Instructions to follow:
Reproduce the following records verbatim, keeping every line unchanged and in its original order.

Records provided:
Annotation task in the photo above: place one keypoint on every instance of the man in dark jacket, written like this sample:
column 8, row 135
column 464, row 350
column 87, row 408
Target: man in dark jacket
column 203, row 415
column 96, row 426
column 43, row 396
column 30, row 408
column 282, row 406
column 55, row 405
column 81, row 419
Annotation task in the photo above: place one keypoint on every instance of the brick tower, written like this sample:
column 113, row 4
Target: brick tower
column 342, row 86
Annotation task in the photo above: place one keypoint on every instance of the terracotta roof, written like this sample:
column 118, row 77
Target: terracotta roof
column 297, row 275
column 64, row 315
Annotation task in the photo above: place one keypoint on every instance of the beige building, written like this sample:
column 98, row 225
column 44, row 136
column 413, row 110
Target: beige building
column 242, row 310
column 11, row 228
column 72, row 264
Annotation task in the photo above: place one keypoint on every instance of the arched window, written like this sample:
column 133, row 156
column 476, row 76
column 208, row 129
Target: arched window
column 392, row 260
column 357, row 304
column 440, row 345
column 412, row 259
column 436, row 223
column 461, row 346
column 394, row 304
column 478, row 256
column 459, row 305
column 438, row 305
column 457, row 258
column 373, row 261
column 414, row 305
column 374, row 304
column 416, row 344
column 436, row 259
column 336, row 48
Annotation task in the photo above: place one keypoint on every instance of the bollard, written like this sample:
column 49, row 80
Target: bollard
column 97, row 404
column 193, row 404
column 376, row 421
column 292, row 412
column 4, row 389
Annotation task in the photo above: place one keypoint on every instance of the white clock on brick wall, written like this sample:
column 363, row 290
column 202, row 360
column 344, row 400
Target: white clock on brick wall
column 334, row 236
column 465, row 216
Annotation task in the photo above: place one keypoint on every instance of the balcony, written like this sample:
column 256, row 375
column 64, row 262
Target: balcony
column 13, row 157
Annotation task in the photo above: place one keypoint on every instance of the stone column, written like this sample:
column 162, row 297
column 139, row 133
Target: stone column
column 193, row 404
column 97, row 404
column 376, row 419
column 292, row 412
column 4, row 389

Answer to this exercise:
Annotation task in the photo above: place one keypoint on every instance of the man in dark jacket, written like this sample:
column 8, row 135
column 464, row 350
column 87, row 408
Target: man in dark jacket
column 203, row 415
column 96, row 426
column 43, row 396
column 30, row 408
column 282, row 406
column 55, row 405
column 81, row 419
Annotation task in the photo above: place one keypoint on every instance of the brick tower, written like this sample:
column 113, row 4
Target: brick tower
column 342, row 86
Annotation task in the photo above: place one keypoint on every instance of the terracotta roof, written like this sample:
column 118, row 77
Target: terracotta roof
column 297, row 275
column 64, row 315
Annotation task in the photo above: place one keypoint on every instance of the beige building, written like this sample:
column 98, row 225
column 44, row 136
column 413, row 110
Target: beige building
column 242, row 310
column 11, row 228
column 72, row 264
Annotation task in the photo above: place one keypoint on every instance of the arched window, written like this sample:
column 133, row 156
column 476, row 76
column 208, row 129
Target: arched window
column 392, row 260
column 357, row 304
column 440, row 345
column 412, row 259
column 436, row 223
column 461, row 346
column 394, row 304
column 478, row 256
column 459, row 305
column 438, row 305
column 457, row 258
column 373, row 261
column 414, row 305
column 374, row 304
column 416, row 344
column 436, row 259
column 336, row 48
Annotation task in the photo above: place one keypoint on every instance of the bollard, written like this sample:
column 49, row 80
Target: bollard
column 97, row 404
column 193, row 404
column 376, row 421
column 292, row 412
column 4, row 389
Annotation task in the photo above: place one keypoint on every instance of the white clock on brick wall, written like this sample:
column 363, row 290
column 202, row 360
column 344, row 400
Target: white clock on brick wall
column 334, row 236
column 465, row 216
Annotation task in the photo above: place one keypoint on every instance of the balcony, written like this sample:
column 256, row 375
column 64, row 262
Target: balcony
column 13, row 157
Annotation task in the photo above: place one keypoint on every instance of the stone column, written like this sample:
column 162, row 297
column 139, row 133
Target: stone column
column 193, row 404
column 97, row 404
column 376, row 419
column 292, row 412
column 4, row 389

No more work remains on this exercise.